Stored dataset records:
________________
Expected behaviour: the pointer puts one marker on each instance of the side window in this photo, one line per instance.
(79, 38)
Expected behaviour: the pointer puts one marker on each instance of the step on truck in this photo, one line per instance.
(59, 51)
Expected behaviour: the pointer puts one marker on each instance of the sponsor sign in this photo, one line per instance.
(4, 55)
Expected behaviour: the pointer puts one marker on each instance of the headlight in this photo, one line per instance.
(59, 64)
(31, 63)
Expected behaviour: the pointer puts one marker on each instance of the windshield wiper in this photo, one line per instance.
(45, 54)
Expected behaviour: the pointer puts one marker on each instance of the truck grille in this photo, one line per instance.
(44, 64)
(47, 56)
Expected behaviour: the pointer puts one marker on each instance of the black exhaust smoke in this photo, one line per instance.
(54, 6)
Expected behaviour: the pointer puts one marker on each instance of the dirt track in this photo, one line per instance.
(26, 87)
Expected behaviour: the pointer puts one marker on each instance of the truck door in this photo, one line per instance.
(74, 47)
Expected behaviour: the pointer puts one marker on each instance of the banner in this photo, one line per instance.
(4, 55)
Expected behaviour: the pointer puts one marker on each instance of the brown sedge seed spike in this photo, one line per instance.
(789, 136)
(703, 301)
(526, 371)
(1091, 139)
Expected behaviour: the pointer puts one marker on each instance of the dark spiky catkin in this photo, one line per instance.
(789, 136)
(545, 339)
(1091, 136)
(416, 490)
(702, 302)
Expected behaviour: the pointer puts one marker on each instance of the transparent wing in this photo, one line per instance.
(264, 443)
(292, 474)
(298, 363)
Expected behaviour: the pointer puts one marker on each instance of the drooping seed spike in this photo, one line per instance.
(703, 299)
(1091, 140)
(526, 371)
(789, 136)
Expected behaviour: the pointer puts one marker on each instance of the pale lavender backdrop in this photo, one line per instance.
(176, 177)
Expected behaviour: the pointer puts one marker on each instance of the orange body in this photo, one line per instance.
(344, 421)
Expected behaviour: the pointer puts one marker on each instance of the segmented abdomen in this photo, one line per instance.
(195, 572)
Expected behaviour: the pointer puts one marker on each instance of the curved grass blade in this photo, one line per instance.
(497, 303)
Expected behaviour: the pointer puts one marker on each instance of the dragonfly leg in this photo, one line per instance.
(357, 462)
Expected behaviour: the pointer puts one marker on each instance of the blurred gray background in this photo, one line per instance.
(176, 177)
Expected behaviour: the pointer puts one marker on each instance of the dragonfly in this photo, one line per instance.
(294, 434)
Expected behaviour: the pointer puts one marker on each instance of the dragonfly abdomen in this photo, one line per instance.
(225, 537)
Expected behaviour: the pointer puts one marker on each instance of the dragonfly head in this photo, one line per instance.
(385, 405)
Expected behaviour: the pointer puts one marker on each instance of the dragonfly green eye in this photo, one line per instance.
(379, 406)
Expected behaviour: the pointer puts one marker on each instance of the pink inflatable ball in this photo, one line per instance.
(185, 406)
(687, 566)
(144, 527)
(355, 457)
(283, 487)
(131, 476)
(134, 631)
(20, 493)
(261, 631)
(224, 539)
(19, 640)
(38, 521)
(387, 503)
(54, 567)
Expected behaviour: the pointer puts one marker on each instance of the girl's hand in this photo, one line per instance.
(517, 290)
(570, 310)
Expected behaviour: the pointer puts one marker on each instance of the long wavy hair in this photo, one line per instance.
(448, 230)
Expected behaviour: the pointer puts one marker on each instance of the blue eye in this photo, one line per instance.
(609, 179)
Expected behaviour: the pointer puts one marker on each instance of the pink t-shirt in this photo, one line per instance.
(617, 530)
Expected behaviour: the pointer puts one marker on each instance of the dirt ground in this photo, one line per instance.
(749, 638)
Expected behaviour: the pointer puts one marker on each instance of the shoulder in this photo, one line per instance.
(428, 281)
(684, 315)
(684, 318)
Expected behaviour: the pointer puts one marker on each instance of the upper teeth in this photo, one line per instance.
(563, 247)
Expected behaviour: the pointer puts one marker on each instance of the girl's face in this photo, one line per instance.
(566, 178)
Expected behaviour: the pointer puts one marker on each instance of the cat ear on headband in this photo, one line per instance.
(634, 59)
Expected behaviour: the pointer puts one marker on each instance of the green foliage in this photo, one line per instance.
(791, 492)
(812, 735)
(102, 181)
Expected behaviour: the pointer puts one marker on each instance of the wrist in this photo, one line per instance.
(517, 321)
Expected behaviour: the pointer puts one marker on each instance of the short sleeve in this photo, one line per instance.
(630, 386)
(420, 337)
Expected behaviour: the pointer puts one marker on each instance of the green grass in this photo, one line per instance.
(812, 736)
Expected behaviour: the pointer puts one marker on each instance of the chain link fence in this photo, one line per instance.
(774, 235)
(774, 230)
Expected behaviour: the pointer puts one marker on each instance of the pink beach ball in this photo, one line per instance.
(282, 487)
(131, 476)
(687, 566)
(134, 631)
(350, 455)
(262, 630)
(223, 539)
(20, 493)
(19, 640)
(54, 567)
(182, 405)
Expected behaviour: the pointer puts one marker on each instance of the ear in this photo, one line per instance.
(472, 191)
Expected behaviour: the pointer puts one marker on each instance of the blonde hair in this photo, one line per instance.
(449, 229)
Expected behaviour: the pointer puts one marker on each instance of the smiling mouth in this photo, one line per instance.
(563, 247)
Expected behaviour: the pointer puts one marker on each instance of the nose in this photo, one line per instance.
________________
- **Exercise**: Reproduce word for word the lines of the records above, starting with the line that contains "the pink beach" and continuing through the end of the records.

- **Full solution**:
Expected behaviour: the pointer puts one marker on each instance of the pink beach ball in this photo, one line per instance.
(282, 487)
(131, 476)
(687, 566)
(134, 631)
(350, 455)
(262, 630)
(223, 539)
(20, 493)
(19, 640)
(54, 567)
(182, 405)
Expected behaviour: the pointer puts one marker on each instance of the ear in this photo, one line per instance.
(472, 191)
Expected behaviour: the pointer puts one marker on each instance of the blonde hair in this photo, one line per instance.
(449, 229)
Expected behaviour: the pointer puts one marker on each instance of the smiling mouth in this photo, one line per instance.
(563, 247)
Expected behaviour: the pointer puts one marker on each instance of the nose in this photo, one line per instance.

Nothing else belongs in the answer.